**Fragmento del documento:**
● ● ● ●

No se sabe qué termina siendo más impactante: que Colombia haya destinado el año pasado 72 billones de pesos a subsidios, o que se advierta que muchas de esas ayudas están mal focalizadas y en lugar de beneficiar a las personas y familias de más bajos recursos, recaen en quienes tienen más ingresos.
No es un debate menor y para comprobarlo sólo basta con citar que el Congreso aprobó hace escasas semanas el Presupuesto General de la Nación para 2017, que incluye las partidas para funcionamiento, inversión social y servicio de la deuda, por un monto total de 224 billones de pesos. Es decir que los subsidios son una tercera parte de lo que se gastará el Estado el próximo año.
Visto el dilema ya planteado, se debería abrir una discusión de fondo sobre los resultados del estudio del Departamento Nacional de Planeación sobre los subsidios en Colombia. De acuerdo con esa investigación, la inversión es de proporciones mayúsculas, ya que esos 71,7 billones de pesos equivalen al nueve por ciento del Producto Interno Bruto (PIB) del país o incluso, de acuerdo con el cálculo que hace la misma entidad para dimensionar este monto, representa más de cinco veces el valor de la primera fase del Metro de Bogotá.

● ● ● ●

**Extracto de datos:**

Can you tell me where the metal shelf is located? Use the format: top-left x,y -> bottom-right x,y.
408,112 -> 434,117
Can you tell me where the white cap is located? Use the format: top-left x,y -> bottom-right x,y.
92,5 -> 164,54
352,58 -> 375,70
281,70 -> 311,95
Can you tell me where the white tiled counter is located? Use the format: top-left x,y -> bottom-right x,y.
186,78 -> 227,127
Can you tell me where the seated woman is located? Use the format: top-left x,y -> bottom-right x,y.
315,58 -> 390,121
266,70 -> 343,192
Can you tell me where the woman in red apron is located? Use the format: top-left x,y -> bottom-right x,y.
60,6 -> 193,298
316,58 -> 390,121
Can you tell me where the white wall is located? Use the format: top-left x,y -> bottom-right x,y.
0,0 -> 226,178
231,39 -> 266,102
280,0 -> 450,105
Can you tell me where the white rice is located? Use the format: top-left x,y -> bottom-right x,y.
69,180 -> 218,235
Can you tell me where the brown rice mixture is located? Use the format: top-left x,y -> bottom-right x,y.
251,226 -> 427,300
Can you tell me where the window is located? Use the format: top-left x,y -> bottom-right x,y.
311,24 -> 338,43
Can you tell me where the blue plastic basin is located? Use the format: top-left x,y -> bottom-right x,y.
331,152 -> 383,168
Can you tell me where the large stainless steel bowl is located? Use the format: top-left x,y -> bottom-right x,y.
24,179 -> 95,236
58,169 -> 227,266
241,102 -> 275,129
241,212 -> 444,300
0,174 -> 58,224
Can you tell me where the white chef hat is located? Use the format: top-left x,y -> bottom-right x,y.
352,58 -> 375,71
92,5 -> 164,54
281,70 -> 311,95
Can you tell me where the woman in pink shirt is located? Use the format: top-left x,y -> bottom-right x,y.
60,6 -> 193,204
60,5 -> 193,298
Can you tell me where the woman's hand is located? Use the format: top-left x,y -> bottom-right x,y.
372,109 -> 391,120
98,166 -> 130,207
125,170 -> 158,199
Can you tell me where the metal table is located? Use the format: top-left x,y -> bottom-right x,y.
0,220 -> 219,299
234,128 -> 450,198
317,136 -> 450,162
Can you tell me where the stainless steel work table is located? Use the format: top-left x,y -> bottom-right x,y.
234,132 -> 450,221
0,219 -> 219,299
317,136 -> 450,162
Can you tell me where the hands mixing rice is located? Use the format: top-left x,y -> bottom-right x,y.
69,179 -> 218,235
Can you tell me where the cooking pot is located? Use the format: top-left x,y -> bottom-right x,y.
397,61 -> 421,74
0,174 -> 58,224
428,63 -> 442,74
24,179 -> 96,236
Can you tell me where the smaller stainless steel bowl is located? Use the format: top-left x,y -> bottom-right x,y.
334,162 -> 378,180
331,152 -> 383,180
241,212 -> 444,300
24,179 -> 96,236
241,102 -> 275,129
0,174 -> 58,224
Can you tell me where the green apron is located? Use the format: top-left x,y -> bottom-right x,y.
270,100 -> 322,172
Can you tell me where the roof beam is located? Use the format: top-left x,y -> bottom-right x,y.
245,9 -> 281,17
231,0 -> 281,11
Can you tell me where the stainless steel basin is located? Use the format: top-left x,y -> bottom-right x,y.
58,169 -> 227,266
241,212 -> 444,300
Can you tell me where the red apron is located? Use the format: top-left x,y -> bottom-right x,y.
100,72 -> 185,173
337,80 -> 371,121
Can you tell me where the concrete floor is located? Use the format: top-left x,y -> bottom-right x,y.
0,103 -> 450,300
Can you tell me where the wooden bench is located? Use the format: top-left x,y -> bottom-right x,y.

● ● ● ●

**Conjunto de tareas:**
(1) ¿Cómo queda el tramo del texto sobre los subsidios en Colombia que va desde "No se sabe qué" hasta "tienen más ingresos." si cambias "familias" por "hogares"?
(2) ¿Puedes continuar el texto sobre los subsidios en Colombia a partir del punto en que termina?
Las líneas son un material aparte, sin relación con el texto sobre los subsidios en Colombia.

**Respuestas esperadas:**
(1)
No se sabe qué termina siendo más impactante: que Colombia haya destinado el año pasado 72 billones de pesos a subsidios, o que se advierta que muchas de esas ayudas están mal focalizadas y en lugar de beneficiar a las personas y hogares de más bajos recursos, recaen en quienes tienen más ingresos.

(2)
Cuando se habla de subsidios hay que diferenciar, ya que unos son las transferencias de recursos públicos que le otorgan un beneficio económico a una empresa, institución o persona jurídica y otros son los que le llegan directamente a las personas de carne y hueso. Según el estudio de Planeación, entre 2010 y 2015 estos subsidios sociales, es decir los que se entregan a las personas, crecieron cerca de 45 por ciento, al pasar de 49,6 billones de pesos a 71,7 billones de pesos. El año pasado, por ejemplo, al sector de educación se le dieron 22 billones de pesos, al de pensiones 18,4 billones, seguido por la salud con 14,8 billones y servicios públicos con apenas 3,7 billones. Ya en menor cuantía se destinan dineros a la atención a la primera infancia, la lucha contra la pobreza, la vivienda y otros. Esto implica, entonces, que de los 71,7 billones gastados en 2015, educación, pensiones y salud se llevaron más del 78 por ciento en subsidios sociales.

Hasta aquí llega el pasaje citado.